## THE DATA
====
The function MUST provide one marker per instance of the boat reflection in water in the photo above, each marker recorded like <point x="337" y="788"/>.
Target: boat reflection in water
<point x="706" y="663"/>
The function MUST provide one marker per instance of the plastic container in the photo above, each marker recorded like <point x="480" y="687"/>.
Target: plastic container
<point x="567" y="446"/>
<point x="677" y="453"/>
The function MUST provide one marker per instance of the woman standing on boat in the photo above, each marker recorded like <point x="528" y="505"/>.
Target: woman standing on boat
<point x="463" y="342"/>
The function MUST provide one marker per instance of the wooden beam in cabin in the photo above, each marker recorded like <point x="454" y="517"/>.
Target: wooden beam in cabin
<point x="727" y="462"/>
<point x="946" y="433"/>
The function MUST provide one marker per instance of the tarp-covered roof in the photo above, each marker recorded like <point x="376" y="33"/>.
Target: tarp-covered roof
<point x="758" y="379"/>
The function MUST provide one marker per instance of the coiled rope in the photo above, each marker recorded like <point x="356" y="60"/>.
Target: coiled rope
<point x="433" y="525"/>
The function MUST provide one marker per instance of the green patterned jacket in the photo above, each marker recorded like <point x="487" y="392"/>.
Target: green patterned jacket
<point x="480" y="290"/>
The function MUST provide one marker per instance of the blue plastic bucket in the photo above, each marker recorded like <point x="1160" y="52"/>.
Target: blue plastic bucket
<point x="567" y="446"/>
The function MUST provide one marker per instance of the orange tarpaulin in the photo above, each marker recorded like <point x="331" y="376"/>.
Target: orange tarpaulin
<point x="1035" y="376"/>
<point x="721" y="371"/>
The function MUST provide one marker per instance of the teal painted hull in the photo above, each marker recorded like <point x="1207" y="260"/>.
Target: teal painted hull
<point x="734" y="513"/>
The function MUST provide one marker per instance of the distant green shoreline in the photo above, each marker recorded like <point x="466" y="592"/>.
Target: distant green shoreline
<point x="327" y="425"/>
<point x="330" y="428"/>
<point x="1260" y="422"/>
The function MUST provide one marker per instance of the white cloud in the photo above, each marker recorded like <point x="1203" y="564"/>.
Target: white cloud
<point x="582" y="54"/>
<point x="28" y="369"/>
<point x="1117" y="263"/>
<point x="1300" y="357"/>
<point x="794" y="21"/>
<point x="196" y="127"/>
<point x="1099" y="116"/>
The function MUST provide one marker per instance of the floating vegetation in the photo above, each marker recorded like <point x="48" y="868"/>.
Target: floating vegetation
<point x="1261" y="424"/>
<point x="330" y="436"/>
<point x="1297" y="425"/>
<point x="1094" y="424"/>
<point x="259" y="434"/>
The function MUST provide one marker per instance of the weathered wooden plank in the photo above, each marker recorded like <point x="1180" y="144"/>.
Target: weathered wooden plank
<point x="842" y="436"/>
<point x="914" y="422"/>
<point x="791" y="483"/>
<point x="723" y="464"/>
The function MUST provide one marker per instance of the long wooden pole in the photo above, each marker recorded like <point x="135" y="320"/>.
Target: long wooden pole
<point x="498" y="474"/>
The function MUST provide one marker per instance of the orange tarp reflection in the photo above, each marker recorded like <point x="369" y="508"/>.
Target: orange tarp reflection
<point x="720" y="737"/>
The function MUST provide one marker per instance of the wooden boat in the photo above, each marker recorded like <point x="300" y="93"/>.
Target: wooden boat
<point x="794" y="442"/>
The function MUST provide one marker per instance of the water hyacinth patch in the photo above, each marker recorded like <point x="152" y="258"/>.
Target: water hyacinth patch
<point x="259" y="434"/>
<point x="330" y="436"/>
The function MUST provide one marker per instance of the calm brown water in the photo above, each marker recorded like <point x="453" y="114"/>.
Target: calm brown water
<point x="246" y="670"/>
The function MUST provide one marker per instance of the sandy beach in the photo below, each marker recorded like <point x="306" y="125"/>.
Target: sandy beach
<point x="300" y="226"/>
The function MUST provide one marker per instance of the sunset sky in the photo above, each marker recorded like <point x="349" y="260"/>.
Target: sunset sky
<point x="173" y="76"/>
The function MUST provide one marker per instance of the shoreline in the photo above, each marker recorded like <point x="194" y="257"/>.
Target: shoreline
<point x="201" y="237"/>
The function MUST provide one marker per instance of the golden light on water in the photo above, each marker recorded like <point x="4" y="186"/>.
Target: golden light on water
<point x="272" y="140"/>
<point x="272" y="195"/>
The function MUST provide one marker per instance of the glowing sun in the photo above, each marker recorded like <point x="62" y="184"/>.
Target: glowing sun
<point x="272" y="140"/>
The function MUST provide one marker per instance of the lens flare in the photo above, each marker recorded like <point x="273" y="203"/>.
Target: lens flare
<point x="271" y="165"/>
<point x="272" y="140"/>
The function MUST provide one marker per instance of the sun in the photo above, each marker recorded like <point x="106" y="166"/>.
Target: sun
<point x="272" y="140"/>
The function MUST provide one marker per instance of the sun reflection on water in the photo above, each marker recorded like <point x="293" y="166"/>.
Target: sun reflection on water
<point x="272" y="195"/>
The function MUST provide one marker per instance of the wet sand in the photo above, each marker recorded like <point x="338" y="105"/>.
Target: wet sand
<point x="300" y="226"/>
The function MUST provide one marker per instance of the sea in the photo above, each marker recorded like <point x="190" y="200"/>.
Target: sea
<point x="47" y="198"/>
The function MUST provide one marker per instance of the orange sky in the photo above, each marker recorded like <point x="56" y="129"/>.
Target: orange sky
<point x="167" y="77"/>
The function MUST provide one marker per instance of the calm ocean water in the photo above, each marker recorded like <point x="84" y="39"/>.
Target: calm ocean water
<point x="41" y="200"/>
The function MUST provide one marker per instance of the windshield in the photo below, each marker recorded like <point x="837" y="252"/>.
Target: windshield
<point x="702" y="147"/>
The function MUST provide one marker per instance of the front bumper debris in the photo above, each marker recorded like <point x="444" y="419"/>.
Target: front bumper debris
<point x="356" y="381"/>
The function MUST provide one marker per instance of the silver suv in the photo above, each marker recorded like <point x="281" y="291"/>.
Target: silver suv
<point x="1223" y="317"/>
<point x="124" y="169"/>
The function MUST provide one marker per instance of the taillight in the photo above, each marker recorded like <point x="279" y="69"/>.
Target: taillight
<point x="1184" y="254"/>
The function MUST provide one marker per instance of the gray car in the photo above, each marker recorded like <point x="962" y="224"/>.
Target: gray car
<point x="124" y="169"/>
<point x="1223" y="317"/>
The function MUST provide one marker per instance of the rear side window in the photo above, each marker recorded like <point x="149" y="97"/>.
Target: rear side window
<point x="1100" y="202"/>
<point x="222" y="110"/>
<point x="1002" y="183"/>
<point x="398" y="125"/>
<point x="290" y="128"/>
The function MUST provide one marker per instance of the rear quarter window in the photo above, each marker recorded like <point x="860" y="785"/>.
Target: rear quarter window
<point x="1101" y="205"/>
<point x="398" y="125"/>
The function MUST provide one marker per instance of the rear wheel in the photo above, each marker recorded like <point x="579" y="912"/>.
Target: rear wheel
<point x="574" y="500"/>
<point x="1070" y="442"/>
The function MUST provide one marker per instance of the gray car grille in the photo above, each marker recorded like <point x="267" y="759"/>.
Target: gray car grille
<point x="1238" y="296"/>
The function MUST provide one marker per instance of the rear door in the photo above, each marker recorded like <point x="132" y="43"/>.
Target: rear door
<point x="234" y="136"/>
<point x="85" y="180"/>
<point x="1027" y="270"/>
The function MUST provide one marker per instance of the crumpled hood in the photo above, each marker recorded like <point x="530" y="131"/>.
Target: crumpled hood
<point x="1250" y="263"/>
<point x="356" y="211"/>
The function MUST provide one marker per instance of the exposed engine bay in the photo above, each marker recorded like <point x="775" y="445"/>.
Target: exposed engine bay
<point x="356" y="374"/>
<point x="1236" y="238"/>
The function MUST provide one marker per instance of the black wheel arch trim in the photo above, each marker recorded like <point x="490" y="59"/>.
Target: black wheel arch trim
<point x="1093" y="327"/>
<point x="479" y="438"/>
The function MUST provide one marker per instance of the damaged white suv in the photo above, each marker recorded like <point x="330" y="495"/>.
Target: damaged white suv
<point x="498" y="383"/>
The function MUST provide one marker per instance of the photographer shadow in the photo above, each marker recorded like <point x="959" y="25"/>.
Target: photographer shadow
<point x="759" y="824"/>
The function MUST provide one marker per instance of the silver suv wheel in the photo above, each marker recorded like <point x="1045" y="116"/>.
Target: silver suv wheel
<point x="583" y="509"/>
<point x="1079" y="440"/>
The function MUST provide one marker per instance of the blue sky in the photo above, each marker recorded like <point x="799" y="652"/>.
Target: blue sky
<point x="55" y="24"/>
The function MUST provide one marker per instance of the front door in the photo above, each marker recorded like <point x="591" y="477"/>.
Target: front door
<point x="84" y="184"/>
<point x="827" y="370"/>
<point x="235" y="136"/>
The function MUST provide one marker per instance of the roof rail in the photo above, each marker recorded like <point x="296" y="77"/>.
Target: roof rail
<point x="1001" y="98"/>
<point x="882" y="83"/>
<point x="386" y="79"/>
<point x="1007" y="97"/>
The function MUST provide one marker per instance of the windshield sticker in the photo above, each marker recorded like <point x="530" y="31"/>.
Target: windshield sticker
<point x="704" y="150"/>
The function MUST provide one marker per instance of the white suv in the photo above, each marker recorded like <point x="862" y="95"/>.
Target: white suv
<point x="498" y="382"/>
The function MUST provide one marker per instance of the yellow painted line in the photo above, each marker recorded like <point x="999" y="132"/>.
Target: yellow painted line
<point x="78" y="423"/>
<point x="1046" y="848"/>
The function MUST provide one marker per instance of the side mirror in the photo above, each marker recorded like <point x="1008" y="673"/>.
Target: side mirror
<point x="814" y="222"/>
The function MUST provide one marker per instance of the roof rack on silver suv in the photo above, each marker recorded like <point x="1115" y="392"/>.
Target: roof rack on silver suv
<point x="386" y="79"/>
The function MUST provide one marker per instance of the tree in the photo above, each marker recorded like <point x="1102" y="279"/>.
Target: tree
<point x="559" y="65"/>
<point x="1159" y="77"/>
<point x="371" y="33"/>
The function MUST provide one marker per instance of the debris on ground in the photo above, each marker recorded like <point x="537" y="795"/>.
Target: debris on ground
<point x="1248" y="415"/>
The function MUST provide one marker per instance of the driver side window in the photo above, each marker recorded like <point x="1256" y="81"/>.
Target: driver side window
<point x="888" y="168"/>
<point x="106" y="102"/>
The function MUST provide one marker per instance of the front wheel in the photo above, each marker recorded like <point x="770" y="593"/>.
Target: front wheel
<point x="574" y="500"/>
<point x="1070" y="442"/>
====
Lines that contain "below" are to be copied from the records above.

## WORKED SOLUTION
The function MUST provide one marker per instance of the sandy beach in the photo below, each marker recorded like <point x="306" y="125"/>.
The function MUST provide one marker per instance of the windshield in the photo below, each marker recorded like <point x="837" y="252"/>.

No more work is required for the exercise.